REQUIREMENT: Nothing but an exact copy is wanted here: the line with "Keypoint placement: for each instance of the pine wreath, put" and all the lines that follow it in the entries below.
--- START ---
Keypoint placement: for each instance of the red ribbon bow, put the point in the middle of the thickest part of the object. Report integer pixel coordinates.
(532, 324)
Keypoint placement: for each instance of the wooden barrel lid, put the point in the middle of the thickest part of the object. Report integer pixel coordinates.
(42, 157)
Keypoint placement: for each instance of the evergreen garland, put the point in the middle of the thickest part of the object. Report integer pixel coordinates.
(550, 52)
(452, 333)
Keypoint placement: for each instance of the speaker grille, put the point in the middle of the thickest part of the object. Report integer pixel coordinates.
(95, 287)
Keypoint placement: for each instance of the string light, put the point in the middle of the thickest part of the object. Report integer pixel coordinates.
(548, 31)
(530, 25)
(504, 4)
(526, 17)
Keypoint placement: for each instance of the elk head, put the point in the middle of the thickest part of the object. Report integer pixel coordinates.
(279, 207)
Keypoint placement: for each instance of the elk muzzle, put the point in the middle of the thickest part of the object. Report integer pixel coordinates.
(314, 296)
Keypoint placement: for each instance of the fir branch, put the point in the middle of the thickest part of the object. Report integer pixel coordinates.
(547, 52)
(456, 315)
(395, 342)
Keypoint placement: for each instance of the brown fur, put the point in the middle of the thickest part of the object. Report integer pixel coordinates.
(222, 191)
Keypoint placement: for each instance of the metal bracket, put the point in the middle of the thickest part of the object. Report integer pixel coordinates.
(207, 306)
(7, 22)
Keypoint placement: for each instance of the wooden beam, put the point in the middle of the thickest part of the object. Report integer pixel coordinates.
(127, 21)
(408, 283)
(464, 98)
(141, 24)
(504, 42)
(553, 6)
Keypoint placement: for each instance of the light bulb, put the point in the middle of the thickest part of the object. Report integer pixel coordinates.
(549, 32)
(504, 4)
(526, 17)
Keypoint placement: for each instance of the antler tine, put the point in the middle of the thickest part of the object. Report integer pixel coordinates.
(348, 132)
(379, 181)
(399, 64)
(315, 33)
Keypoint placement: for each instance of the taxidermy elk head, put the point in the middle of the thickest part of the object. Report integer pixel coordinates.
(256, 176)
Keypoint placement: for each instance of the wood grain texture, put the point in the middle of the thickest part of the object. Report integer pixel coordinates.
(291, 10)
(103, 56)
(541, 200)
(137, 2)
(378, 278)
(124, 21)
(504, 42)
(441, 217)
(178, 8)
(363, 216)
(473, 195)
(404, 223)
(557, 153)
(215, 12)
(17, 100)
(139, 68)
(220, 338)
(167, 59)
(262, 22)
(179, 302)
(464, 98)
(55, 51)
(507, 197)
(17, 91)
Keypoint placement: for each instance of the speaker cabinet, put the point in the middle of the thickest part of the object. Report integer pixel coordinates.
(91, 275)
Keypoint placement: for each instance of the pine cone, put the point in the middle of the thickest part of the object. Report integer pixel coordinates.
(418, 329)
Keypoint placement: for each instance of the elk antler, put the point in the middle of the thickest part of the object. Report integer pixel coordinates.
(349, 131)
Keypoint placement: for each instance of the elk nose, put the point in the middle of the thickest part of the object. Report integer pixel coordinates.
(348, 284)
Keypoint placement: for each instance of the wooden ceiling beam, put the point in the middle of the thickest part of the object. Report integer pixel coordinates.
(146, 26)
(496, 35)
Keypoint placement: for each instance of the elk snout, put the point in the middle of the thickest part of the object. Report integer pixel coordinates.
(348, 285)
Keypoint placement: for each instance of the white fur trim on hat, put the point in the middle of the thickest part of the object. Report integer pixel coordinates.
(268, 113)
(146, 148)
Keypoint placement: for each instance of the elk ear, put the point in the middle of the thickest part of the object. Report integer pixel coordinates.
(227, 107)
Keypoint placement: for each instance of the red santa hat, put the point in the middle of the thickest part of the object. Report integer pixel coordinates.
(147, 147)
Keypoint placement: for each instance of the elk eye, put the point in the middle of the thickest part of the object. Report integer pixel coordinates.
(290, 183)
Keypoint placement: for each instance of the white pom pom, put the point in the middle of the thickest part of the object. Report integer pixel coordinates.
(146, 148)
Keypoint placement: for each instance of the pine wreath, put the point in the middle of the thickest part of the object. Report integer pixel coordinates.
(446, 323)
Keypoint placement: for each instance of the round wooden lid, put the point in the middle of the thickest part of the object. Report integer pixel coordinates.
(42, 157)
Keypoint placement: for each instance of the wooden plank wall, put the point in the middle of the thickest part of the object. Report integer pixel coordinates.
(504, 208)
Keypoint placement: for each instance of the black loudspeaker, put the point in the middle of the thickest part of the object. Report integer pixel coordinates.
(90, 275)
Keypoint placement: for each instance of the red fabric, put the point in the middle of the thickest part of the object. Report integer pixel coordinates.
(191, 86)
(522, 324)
--- END ---
ANSWER BOX:
Keypoint placement: for each instance of the pine wreath, put the point in the middle of the thickest part of the object. Report integer pixel coordinates.
(446, 323)
Keypoint placement: for each instance of the round wooden lid, put the point in the middle of the thickest part of the object. Report integer pixel coordinates.
(42, 157)
Keypoint placement: for each instance of the wooden plank wall, put the point in the middle of the thickest part of the object. Report integer pixel coordinates.
(504, 208)
Keypoint placement: for each instance of the black loudspeaker, put the point in the middle of the thickest part of the object. Report integer pixel coordinates.
(90, 275)
Keypoint placement: for each instance of the red fabric, put the point in the middle of the thickest part of the object. Report integer pixel coordinates.
(191, 86)
(522, 324)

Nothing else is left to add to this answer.